* [Required task]: The records below must be output exactly, without pictures.

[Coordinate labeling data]
::::::::
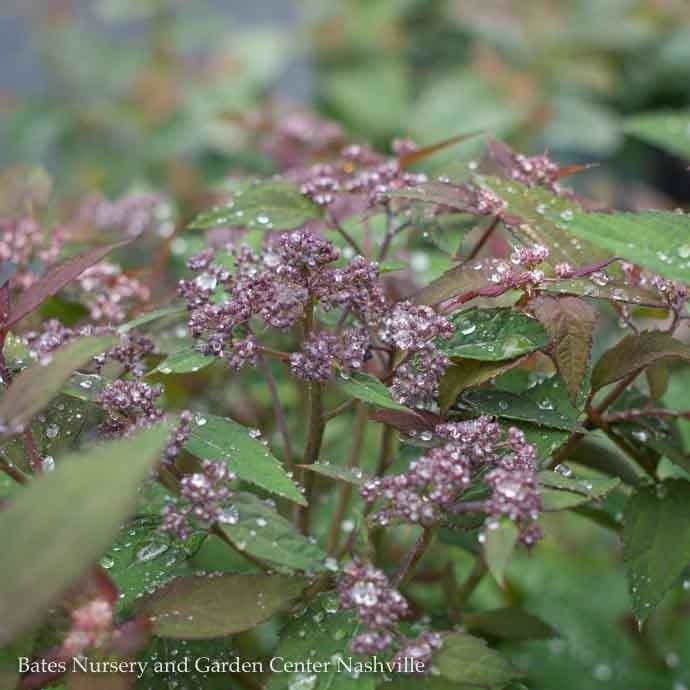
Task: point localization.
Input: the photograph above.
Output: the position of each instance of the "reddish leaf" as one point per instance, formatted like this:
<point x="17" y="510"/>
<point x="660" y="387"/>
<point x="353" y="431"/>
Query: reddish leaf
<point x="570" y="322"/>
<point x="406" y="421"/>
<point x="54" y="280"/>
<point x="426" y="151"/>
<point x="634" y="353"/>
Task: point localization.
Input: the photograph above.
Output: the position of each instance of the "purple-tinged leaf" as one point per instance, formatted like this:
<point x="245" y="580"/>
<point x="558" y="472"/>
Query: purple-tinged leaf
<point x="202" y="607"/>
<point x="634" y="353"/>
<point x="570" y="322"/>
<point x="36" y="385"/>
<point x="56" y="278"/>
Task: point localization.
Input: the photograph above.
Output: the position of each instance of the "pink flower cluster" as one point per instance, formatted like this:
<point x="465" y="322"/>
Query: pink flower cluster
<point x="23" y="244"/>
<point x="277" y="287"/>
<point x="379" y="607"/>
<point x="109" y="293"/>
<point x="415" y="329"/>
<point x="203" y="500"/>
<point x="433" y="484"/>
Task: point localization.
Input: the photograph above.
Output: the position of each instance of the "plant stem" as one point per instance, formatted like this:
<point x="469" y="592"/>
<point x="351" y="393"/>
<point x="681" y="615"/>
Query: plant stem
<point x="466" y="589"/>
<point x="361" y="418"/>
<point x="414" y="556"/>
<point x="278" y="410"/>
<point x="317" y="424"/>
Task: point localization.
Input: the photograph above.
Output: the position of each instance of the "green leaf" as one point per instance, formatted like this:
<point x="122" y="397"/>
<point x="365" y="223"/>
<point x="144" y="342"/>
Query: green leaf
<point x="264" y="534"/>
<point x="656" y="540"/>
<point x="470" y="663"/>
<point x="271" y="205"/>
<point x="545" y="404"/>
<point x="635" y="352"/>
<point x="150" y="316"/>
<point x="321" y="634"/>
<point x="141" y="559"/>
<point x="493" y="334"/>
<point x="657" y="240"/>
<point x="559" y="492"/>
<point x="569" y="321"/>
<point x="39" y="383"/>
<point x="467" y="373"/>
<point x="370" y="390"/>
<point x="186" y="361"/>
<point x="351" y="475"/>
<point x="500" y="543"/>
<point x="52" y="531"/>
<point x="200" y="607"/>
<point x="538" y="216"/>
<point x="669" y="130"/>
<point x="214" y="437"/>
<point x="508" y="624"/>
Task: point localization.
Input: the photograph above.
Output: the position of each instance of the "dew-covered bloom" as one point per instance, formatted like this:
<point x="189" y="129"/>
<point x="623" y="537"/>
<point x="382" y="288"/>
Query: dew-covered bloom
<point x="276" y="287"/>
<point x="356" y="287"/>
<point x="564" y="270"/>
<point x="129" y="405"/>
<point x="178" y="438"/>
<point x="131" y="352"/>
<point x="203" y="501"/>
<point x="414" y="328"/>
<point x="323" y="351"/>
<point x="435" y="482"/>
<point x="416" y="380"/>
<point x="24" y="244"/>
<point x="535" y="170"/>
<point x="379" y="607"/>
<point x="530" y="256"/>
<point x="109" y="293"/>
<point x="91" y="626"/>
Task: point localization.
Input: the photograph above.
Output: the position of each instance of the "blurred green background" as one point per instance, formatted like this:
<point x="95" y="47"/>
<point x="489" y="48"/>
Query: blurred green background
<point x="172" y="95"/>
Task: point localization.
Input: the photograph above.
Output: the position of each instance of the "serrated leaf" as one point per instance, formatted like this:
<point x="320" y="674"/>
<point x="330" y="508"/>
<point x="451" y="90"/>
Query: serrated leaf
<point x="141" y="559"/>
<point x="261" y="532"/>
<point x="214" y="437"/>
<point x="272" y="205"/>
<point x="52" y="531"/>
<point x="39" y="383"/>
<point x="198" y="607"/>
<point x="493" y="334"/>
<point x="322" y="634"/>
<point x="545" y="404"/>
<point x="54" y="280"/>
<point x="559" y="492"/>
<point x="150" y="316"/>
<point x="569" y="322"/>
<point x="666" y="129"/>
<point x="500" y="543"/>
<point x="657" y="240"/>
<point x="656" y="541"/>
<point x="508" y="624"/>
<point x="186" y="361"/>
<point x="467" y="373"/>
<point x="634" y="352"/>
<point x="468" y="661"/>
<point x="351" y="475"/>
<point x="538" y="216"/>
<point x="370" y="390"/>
::::::::
* [Completed exercise]:
Task: point localization.
Input: the photograph above.
Output: the position of each instance of the "reddish leaf" as one point per instance, formatted like this:
<point x="17" y="510"/>
<point x="660" y="387"/>
<point x="353" y="431"/>
Query: reddish leaf
<point x="570" y="322"/>
<point x="406" y="421"/>
<point x="54" y="280"/>
<point x="426" y="151"/>
<point x="634" y="353"/>
Task: point localization.
Input: the photograph above.
Output: the position of each instance of the "purple-tinged leaf" as one point per instance, formatted like this:
<point x="245" y="580"/>
<point x="558" y="472"/>
Query: purple-tinged leaf
<point x="202" y="607"/>
<point x="634" y="353"/>
<point x="570" y="322"/>
<point x="36" y="385"/>
<point x="56" y="278"/>
Task: point localization.
Input: the photograph above.
Output: the position of each instance of the "pink flower cluster" as one point per instance, formatted like this:
<point x="465" y="322"/>
Query: pink flower cluster
<point x="23" y="244"/>
<point x="277" y="287"/>
<point x="379" y="607"/>
<point x="109" y="293"/>
<point x="415" y="329"/>
<point x="203" y="500"/>
<point x="433" y="484"/>
Task: point localization.
Input: the photograph above.
Output: the position of each instance of the "plant stem" as one point per instance, formatted like this:
<point x="469" y="592"/>
<point x="351" y="393"/>
<point x="681" y="615"/>
Query: plant stem
<point x="466" y="589"/>
<point x="361" y="418"/>
<point x="414" y="556"/>
<point x="278" y="410"/>
<point x="317" y="424"/>
Task: point localization.
Input: the photograph above.
Output: the position of each instance of the "green leaf" as one point per instance, formatted like this:
<point x="122" y="397"/>
<point x="365" y="223"/>
<point x="144" y="342"/>
Query: green leaf
<point x="264" y="534"/>
<point x="656" y="540"/>
<point x="470" y="663"/>
<point x="271" y="205"/>
<point x="545" y="404"/>
<point x="635" y="352"/>
<point x="150" y="316"/>
<point x="321" y="634"/>
<point x="141" y="559"/>
<point x="493" y="334"/>
<point x="657" y="240"/>
<point x="559" y="492"/>
<point x="569" y="321"/>
<point x="39" y="383"/>
<point x="467" y="373"/>
<point x="370" y="390"/>
<point x="186" y="361"/>
<point x="351" y="475"/>
<point x="500" y="543"/>
<point x="52" y="531"/>
<point x="200" y="607"/>
<point x="538" y="216"/>
<point x="669" y="130"/>
<point x="214" y="437"/>
<point x="508" y="624"/>
Task: point localization.
Input: the photograph above.
Output: the position of each instance of the "dew-covered bloom" as one point per instance, formatted like this:
<point x="189" y="129"/>
<point x="623" y="537"/>
<point x="382" y="288"/>
Query: dew-covered bloom
<point x="276" y="287"/>
<point x="356" y="287"/>
<point x="564" y="270"/>
<point x="129" y="405"/>
<point x="178" y="438"/>
<point x="131" y="352"/>
<point x="203" y="501"/>
<point x="414" y="328"/>
<point x="323" y="351"/>
<point x="435" y="482"/>
<point x="416" y="380"/>
<point x="24" y="244"/>
<point x="535" y="170"/>
<point x="379" y="607"/>
<point x="530" y="256"/>
<point x="109" y="293"/>
<point x="91" y="626"/>
Task: point localization.
Input: the photograph above.
Output: the position of each instance of the "blurred green background" as one point per instance, formatted like this:
<point x="95" y="47"/>
<point x="489" y="48"/>
Query: blurred green background
<point x="172" y="95"/>
Task: point localization.
Input: the photograph above.
Output: the position of each instance of the "serrated leaf" as one point per instance, formatted like this:
<point x="320" y="674"/>
<point x="330" y="508"/>
<point x="451" y="90"/>
Query: serrated leaf
<point x="141" y="559"/>
<point x="261" y="532"/>
<point x="214" y="437"/>
<point x="272" y="205"/>
<point x="52" y="531"/>
<point x="39" y="383"/>
<point x="198" y="607"/>
<point x="493" y="334"/>
<point x="322" y="634"/>
<point x="545" y="404"/>
<point x="54" y="280"/>
<point x="559" y="492"/>
<point x="150" y="316"/>
<point x="569" y="322"/>
<point x="666" y="129"/>
<point x="500" y="543"/>
<point x="657" y="240"/>
<point x="656" y="541"/>
<point x="508" y="624"/>
<point x="186" y="361"/>
<point x="467" y="373"/>
<point x="634" y="352"/>
<point x="468" y="661"/>
<point x="351" y="475"/>
<point x="538" y="216"/>
<point x="370" y="390"/>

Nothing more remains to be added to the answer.